Task brief: Extract, without alteration, only the lines that begin at the one containing "Target: green tree" and continue through the last line below, including both of those lines.

Material shown:

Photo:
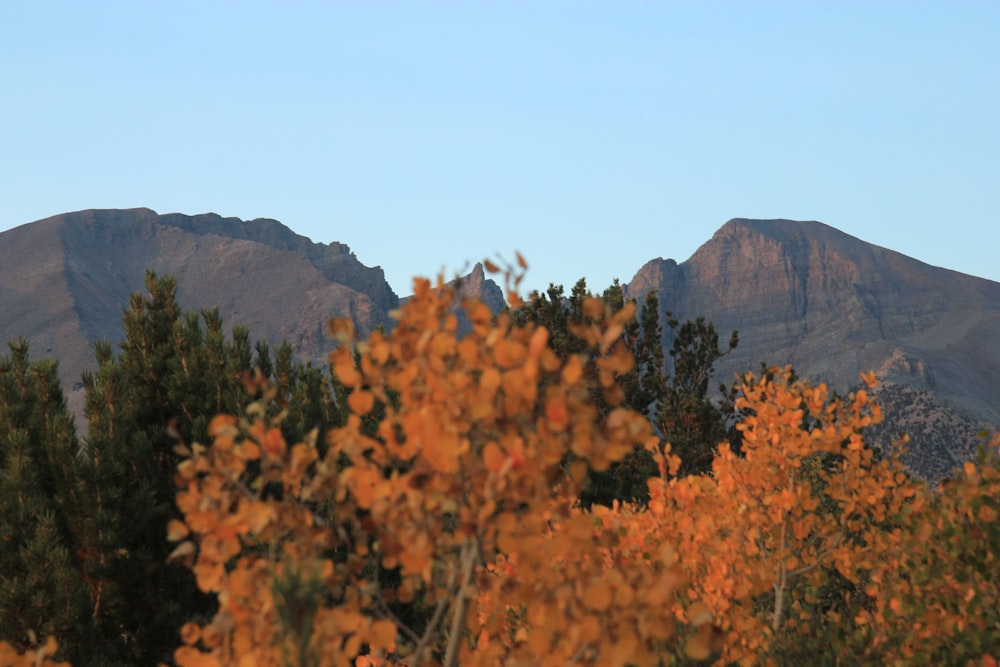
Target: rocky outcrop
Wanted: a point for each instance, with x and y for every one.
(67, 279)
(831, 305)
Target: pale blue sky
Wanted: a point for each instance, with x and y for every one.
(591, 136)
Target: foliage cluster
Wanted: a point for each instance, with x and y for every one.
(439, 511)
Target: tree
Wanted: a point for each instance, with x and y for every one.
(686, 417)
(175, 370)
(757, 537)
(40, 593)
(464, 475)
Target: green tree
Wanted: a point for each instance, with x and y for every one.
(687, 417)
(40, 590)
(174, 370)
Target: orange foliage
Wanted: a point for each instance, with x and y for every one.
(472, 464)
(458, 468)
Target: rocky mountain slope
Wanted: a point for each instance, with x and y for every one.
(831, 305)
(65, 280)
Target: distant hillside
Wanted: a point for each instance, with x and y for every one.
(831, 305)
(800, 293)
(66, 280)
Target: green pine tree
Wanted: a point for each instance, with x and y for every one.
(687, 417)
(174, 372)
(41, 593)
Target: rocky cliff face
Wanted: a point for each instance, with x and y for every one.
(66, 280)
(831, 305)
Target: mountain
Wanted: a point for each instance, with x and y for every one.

Output of the exercise:
Target: green tree
Wanted: a point for each instance, with x and y for every one.
(687, 417)
(40, 590)
(174, 370)
Target: orange foliage
Wanted: a point for each instance, with x and y for every one.
(472, 464)
(458, 468)
Target: rocky mountain slope
Wanted: a point for each instance, with x and y for every one.
(831, 305)
(65, 280)
Target: distant hillside
Wanted: a point for each instance, with x and y for every one.
(831, 305)
(800, 293)
(66, 280)
Target: green pine tree
Wanted: a point for each instance, with x and y for every one.
(687, 417)
(174, 372)
(41, 593)
Target: rocky cliff face
Wanted: a point for each instance, with x and y for every one.
(66, 280)
(831, 305)
Target: mountain
Wanted: a point for each instance, with x and y for every one.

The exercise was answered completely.